Supplied data
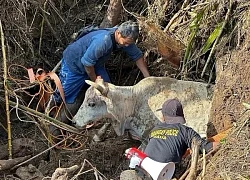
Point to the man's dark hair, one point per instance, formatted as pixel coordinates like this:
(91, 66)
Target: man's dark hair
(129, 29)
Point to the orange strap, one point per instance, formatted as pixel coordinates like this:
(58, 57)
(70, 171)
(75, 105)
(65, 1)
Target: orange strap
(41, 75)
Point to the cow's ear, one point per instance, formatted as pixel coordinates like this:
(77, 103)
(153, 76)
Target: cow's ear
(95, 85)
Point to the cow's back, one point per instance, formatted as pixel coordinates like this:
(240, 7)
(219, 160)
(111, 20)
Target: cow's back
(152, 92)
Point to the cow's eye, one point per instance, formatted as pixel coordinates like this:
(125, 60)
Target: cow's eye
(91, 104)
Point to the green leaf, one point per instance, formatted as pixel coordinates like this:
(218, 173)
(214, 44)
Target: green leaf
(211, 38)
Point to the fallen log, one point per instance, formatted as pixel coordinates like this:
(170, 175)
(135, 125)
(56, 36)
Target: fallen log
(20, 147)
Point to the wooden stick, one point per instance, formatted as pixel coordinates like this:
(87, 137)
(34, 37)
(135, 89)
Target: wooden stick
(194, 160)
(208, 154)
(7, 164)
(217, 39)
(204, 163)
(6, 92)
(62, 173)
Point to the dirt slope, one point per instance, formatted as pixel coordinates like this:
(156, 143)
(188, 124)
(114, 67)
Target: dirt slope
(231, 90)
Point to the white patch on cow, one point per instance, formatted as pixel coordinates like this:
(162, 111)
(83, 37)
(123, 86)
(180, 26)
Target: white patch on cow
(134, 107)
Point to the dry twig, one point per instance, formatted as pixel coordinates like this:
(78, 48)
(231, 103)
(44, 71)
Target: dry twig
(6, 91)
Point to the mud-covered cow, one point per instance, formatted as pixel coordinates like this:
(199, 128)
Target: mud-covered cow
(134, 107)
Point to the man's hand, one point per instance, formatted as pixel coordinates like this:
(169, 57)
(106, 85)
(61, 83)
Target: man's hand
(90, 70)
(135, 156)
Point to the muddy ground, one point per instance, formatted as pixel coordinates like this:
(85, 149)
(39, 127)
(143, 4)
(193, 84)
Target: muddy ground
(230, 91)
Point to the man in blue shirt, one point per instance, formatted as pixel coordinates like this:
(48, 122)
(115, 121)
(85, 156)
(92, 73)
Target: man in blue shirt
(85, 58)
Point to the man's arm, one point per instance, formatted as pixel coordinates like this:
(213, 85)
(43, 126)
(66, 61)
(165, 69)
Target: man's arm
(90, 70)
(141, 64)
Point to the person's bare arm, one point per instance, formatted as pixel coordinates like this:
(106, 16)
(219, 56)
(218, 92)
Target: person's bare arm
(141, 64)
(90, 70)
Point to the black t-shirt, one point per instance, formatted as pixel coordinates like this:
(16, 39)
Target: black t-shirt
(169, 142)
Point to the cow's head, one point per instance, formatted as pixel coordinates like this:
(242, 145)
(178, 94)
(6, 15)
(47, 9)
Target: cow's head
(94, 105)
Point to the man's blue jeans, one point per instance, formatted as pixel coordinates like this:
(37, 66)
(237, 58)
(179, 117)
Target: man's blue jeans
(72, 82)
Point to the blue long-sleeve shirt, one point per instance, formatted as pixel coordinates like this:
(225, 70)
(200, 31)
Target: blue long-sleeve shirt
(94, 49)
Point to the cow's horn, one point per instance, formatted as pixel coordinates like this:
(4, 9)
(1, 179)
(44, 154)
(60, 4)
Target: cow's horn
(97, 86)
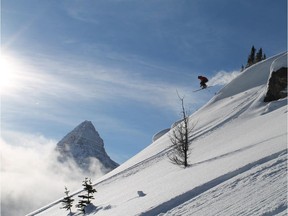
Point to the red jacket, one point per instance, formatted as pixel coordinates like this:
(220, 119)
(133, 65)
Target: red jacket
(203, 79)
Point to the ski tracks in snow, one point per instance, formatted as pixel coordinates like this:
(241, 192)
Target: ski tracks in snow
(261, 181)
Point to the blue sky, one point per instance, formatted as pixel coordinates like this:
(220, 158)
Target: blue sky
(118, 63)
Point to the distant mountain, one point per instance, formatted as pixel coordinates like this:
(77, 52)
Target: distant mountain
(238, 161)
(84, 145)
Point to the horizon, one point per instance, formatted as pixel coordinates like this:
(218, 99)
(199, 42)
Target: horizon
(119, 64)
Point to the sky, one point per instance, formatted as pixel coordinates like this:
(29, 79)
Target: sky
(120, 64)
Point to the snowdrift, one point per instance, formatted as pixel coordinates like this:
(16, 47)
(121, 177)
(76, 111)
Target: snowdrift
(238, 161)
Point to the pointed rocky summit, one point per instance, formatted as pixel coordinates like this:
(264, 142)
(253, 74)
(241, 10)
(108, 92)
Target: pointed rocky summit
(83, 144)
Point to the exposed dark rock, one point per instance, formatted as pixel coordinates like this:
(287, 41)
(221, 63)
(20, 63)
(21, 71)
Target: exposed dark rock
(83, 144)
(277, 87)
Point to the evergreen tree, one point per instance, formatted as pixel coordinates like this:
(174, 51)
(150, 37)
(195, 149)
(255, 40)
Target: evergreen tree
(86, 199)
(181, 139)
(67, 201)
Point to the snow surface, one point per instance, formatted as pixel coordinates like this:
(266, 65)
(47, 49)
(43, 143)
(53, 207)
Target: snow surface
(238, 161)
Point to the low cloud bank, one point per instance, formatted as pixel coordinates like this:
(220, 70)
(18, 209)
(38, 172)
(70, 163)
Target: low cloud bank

Work to complete
Make a list of all lines in the data that contain "cloud".

Result below
Point to the low cloud bank, one point per instance, formatted as pixel coordinates like this:
Target: low cloud bank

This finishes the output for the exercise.